### PROMPT 1
Reproduce word for word the part of the decision tree tutorial from "MNIST: decision tree" up to and including "784 numeric features.".

MNIST: decision tree – how the model "sees" pixels
Implementation in RubixML
In this case, we will train a decision tree classifier on MNIST pixel vectors and see how a tree-based model predicts a digit from raw pixels. The goal is not to maximize accuracy, but to connect the idea of splitting the feature space with a very concrete representation: a 28×28 image as 784 numeric features.
Example of code:
<?php
use app\classes\MnistLoader;
use Rubix\ML\Classifiers\ClassificationTree;
use Rubix\ML\Datasets\Labeled;
try {
$trainRows = MnistLoader::loadIterable('train.csv', categoricalLabels: true, normalize: true, digits: [0, 1]);
$testRows = MnistLoader::loadIterable('test.csv', categoricalLabels: true, normalize: true, digits: [0, 1]);
$dataset = Labeled::fromIterator($trainRows);
$testDataset = Labeled::fromIterator($testRows);
} catch (Exception $e) {
echo '<div class="alert alert-danger" role="alert">' . htmlspecialchars($e->getMessage(), ENT_QUOTES, 'UTF-8') . '</div>';
exit;
}
$model = new ClassificationTree(
maxHeight: 10,
maxLeafSize: 5
);
$model->train($dataset);

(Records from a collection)

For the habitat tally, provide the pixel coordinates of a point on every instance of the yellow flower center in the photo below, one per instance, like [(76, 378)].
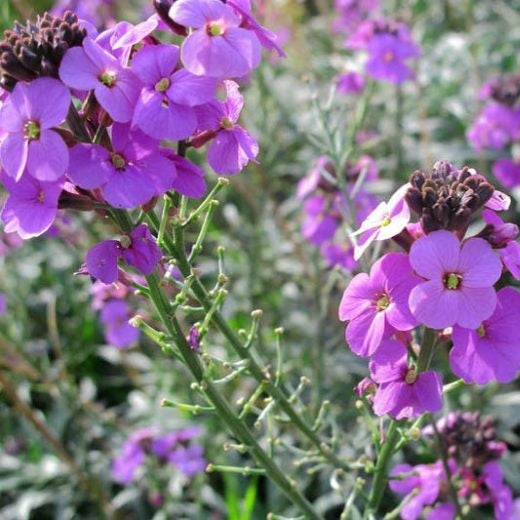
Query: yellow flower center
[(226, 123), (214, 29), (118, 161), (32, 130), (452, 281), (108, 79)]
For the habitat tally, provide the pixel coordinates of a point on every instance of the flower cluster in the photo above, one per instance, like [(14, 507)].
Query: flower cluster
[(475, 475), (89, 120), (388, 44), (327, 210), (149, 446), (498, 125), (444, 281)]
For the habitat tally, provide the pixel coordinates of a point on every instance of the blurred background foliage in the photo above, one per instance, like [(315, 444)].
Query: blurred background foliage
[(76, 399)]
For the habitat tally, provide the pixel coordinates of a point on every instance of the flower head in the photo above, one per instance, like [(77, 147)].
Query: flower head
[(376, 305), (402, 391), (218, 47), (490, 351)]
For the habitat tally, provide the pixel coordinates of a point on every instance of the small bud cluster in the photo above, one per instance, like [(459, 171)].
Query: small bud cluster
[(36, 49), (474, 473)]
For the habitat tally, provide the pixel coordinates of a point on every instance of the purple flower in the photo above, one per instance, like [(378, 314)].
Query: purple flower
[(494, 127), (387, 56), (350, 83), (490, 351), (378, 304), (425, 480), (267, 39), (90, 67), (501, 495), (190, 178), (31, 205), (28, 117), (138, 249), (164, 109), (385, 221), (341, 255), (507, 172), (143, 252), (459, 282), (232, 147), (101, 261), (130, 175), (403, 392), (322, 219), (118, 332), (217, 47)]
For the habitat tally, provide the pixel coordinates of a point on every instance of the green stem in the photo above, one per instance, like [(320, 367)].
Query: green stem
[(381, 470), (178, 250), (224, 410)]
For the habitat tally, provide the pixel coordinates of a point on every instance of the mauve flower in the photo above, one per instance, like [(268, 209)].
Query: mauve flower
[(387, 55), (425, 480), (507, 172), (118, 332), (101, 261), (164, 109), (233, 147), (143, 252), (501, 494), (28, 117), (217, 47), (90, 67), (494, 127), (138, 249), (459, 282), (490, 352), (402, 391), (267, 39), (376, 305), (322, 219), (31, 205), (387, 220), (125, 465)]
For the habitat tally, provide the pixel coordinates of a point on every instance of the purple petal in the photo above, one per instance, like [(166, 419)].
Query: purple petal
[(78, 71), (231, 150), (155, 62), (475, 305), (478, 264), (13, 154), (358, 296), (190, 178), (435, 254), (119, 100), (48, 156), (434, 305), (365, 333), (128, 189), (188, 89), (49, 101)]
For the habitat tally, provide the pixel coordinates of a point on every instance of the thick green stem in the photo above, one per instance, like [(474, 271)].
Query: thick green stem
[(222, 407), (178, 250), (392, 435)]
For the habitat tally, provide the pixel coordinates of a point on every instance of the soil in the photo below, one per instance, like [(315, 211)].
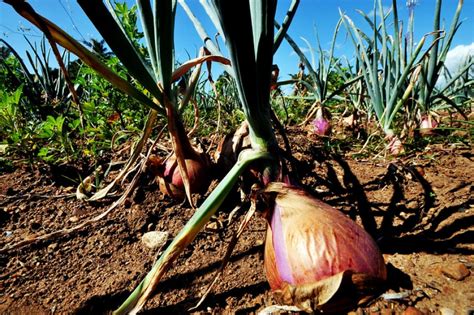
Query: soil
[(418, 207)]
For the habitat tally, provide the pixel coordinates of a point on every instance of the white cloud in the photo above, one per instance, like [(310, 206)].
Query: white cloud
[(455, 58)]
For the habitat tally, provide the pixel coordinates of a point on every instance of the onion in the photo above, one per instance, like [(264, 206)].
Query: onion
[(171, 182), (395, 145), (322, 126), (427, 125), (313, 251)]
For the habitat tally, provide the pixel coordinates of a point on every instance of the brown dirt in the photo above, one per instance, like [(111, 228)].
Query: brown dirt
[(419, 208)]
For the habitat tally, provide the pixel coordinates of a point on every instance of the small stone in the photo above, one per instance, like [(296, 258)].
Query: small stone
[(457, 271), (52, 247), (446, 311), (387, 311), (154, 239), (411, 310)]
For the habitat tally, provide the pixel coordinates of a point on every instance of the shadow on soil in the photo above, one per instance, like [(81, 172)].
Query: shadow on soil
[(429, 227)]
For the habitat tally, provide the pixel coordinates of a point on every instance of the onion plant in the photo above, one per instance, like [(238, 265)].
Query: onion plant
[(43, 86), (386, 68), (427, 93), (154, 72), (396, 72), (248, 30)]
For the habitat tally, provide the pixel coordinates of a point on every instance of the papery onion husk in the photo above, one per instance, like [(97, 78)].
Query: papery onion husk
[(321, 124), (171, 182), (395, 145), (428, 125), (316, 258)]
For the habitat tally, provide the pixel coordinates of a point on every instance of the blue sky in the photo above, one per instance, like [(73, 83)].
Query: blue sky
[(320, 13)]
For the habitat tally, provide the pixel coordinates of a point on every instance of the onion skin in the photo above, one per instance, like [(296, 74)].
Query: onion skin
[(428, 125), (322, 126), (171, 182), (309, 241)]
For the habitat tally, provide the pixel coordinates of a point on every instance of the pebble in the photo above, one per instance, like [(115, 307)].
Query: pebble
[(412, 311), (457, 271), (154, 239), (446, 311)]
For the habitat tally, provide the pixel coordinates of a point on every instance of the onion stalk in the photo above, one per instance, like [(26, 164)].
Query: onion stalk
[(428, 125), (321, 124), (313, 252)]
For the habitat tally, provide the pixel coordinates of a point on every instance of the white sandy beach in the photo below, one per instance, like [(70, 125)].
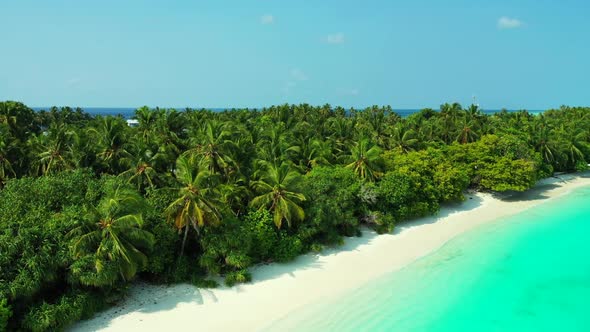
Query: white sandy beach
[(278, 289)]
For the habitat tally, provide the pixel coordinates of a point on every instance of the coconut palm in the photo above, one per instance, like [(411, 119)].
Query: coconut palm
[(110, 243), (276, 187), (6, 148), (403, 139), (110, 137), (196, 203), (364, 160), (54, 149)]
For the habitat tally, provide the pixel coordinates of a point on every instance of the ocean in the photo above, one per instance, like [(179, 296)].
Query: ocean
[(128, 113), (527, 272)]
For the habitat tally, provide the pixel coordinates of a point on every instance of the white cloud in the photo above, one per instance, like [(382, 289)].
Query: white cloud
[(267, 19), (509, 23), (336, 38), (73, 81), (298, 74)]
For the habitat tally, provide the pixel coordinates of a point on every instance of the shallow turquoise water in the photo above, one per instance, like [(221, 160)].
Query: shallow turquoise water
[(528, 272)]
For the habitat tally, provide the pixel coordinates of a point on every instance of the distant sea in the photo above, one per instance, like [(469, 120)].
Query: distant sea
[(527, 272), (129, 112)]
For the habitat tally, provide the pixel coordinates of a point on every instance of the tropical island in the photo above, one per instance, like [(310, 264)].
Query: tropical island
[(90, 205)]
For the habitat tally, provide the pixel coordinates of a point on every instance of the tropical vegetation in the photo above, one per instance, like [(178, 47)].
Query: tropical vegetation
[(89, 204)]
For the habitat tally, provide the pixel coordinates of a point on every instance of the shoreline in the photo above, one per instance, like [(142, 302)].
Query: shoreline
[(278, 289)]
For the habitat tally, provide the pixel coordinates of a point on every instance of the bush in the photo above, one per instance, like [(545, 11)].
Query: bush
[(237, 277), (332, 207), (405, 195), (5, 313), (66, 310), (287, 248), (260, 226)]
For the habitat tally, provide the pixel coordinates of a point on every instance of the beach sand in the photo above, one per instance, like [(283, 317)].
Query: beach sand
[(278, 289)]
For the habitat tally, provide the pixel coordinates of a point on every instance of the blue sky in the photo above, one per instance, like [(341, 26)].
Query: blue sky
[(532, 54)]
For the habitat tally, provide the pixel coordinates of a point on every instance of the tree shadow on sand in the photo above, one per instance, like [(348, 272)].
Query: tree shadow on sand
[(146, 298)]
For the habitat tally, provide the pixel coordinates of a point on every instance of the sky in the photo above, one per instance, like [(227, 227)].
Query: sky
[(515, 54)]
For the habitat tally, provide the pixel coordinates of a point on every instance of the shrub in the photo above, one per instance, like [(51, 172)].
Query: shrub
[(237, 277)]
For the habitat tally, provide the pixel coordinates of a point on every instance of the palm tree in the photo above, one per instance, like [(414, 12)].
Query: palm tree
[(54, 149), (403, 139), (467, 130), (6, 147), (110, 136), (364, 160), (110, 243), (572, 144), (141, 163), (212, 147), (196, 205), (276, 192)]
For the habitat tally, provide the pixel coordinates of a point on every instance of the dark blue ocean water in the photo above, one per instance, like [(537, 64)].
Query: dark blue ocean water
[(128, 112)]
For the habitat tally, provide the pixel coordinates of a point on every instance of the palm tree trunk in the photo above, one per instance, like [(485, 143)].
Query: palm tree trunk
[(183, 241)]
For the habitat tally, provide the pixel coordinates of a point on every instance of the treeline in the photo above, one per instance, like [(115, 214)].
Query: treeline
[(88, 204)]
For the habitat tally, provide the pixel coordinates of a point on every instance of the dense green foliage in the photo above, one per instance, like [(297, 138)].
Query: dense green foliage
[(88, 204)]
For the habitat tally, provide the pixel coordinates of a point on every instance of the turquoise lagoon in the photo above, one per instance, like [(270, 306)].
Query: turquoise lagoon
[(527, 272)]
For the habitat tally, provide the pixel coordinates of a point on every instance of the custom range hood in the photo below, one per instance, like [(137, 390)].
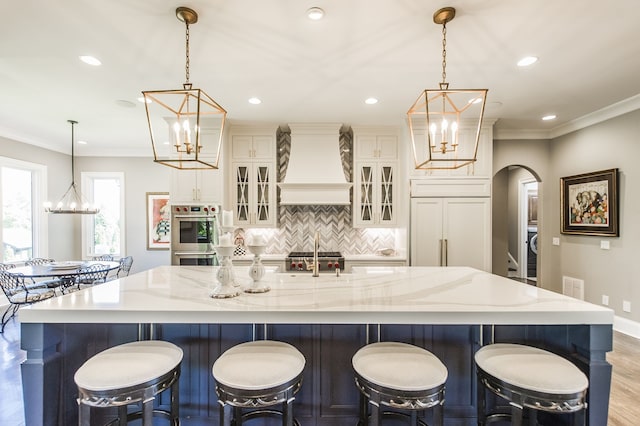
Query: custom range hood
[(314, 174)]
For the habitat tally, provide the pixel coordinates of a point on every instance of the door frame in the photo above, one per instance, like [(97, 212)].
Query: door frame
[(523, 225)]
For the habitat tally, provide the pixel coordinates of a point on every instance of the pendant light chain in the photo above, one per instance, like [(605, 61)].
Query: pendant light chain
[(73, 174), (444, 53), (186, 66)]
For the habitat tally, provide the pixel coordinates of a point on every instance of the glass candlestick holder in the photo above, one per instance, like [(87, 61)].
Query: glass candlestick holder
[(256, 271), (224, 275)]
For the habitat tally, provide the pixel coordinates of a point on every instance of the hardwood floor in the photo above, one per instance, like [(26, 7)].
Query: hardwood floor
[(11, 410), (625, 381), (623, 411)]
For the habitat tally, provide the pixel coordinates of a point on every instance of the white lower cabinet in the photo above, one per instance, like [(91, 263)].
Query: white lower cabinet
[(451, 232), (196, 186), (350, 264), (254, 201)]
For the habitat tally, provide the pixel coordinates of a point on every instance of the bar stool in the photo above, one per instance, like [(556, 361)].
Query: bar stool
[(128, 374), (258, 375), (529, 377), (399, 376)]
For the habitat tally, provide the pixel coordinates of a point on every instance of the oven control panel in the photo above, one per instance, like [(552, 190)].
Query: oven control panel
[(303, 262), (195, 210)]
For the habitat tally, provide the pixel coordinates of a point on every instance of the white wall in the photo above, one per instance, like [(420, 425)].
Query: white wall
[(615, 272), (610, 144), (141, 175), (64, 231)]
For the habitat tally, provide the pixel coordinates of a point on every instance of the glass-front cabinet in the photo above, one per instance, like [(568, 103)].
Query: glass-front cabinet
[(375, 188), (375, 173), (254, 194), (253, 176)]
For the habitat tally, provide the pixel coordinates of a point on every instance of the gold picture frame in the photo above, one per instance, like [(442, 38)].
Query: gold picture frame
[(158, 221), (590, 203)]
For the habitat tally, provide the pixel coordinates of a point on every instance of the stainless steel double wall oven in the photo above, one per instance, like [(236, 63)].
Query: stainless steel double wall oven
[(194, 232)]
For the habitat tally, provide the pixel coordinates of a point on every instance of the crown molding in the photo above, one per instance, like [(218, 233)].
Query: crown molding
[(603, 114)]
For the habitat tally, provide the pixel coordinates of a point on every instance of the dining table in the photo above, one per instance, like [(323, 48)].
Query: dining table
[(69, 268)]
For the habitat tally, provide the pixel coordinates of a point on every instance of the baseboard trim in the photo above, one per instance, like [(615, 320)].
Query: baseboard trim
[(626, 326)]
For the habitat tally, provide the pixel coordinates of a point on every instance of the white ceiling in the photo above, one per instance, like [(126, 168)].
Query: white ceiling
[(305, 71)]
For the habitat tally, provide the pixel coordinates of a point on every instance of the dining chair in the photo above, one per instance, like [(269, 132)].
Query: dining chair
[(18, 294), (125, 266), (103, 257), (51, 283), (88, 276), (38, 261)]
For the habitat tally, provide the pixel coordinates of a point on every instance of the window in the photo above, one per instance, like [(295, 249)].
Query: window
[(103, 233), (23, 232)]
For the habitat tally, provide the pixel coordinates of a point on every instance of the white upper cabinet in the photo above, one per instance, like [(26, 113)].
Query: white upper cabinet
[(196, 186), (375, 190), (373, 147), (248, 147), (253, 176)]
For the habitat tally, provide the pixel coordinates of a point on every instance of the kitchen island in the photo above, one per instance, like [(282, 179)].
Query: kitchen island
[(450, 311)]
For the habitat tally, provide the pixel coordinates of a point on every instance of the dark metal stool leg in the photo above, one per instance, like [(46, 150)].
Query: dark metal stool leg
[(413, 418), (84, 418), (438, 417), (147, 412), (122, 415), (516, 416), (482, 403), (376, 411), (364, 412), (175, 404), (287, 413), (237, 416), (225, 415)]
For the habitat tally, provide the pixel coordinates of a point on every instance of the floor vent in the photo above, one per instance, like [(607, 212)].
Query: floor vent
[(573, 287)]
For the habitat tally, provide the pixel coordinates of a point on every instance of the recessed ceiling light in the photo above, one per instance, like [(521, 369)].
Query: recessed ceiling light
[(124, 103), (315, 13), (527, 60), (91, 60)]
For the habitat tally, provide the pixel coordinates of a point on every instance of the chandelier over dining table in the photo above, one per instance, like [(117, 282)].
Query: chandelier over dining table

### PROMPT 2
Quote exactly the rows from the line with "like [(227, 227)]." up to and including the line with "[(237, 277)]".

### CORRECT OUTPUT 1
MNIST: decision tree – how the model "sees" pixels
Implementation in RubixML
In this case, we will train a decision tree classifier on MNIST pixel vectors and see how a tree-based model predicts a digit from raw pixels. The goal is not to maximize accuracy, but to connect the idea of splitting the feature space with a very concrete representation: a 28×28 image as 784 numeric features.

### CORRECT OUTPUT 2
For the habitat tally, provide the pixel coordinates of a point on every instance of the sky in the photo above, one per instance, like [(227, 227)].
Query: sky
[(515, 54)]
For the habitat tally, provide the pixel coordinates of a point on every instance of the shrub in the photo above, one per instance, like [(51, 172)].
Query: shrub
[(237, 277)]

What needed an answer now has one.